例えば、午後の2時に獲物が獲れたら、その日の男たちの仕事はそれで終わり。あとは今日の獲物で宴会が始まるんですよ。
山口 シェアだ(笑)。
平 お酒があるし。縄文土器って、壺みたいものだけじゃなくて、ホットプレートみたいなものもあるんですよ。
だから、焼き肉パーティーみたいなこともやってるんですよ、実は。
あとマリファナとか吸ってましたよ、あいつら。
山口 吸ってましたか、やつらは!
平 日本って麻がたくさんなってますからね。
マリファナ吸ってごきげんで、肉食って、酒飲んで、眠くなれば寝る。楽しそうですよね。
現代の日本とどっちがいいんだろうなと思って(笑)。
テレビが見られないぐらいでしょ。でも、テレビはないけど語り部みたいな人がいて、そういう人の話を聞くのはものすごく楽しかったはずなんですよ。
マリファナを吸いながらそういう話を聞いてたりしたら、素晴らしい景色が広がったりしたかもしれない。
柳沢 脳の中でね(笑)。
平 だから、現代と縄文時代で幸せの総量ってそんなに変わらないと思うんですよ。
いまはいろいろ便利な分、身体にストレスがかかる、それを解消するための刺激があるだけで。
縄文時代はマイルドに楽しかったんじゃないかなあ。辛いことが少ないから“ほどほどに”楽しくで十分だった。
彼らは“ほどほどに”を知ってたから、たまに祭りをやるんですよ。
いま東京は毎晩、祭りじゃないですか。
ただ、僕は単純に昔が良かったと言ってるんじゃなくて、過去の積み重ねの中で生きていけば人はどんどん良くなるという考えなんです。
柳沢 連綿と継ぎ足していく鰻のタレみたいにね(笑)。
平 そうです。日本は一度、明治維新で途切れ、太平洋戦争の敗戦でまた途切れてしまった。
柔術に関して言えば、江戸時代以前からの長いスパンで考えてるからわかることも多い。
それをブラジリアン柔術で切っちゃったらもったいないなあと。
□ □ □
小問 1 – 本文で、縄文時代は「ほどほどに」楽しければ十分だったとされる理由を、1〜3文で説明せよ。
小問 2 – 本文の一部を書き写せ。「平 日本って麻がたくさんなってますからね。」を含む箇所から始め、「平 だから、現代と縄文時代で幸せの総量ってそんなに変わらないと思うんですよ。」の後で止めること。
記録は本文と無関係である。
□ □ □
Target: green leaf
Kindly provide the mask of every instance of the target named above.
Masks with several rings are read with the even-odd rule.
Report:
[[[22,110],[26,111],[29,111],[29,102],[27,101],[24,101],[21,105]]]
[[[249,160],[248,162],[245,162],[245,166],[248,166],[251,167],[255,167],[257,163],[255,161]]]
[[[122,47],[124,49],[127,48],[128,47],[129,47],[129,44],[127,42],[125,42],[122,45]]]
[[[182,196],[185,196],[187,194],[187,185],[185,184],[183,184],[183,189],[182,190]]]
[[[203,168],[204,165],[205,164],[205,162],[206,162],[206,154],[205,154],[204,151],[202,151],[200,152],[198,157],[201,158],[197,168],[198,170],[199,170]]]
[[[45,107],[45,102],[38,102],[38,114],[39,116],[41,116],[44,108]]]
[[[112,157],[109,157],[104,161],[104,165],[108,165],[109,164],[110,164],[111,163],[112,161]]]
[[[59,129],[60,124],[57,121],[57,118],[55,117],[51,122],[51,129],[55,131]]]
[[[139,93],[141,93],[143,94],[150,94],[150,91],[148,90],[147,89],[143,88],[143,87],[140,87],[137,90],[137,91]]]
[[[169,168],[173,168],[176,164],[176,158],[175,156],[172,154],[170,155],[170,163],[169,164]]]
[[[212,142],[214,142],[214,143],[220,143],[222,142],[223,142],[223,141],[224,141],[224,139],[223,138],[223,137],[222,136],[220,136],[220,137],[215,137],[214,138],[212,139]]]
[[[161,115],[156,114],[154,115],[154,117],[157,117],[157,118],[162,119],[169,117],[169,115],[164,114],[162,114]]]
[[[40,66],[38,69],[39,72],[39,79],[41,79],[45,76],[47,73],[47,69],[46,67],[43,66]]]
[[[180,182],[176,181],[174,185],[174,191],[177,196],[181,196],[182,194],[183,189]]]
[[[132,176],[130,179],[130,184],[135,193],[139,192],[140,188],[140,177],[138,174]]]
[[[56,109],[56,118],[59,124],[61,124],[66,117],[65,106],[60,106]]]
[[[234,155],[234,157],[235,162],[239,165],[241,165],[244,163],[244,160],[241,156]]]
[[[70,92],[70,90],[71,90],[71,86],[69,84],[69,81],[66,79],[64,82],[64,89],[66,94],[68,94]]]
□ □ □
解答全文 1 – 縄文時代は辛いことが少なかったからだと、平は述べている。

解答全文 2 –
平 日本って麻がたくさんなってますからね。
マリファナ吸ってごきげんで、肉食って、酒飲んで、眠くなれば寝る。楽しそうですよね。
現代の日本とどっちがいいんだろうなと思って(笑)。
テレビが見られないぐらいでしょ。でも、テレビはないけど語り部みたいな人がいて、そういう人の話を聞くのはものすごく楽しかったはずなんですよ。
マリファナを吸いながらそういう話を聞いてたりしたら、素晴らしい景色が広がったりしたかもしれない。
柳沢 脳の中でね(笑)。
平 だから、現代と縄文時代で幸せの総量ってそんなに変わらないと思うんですよ。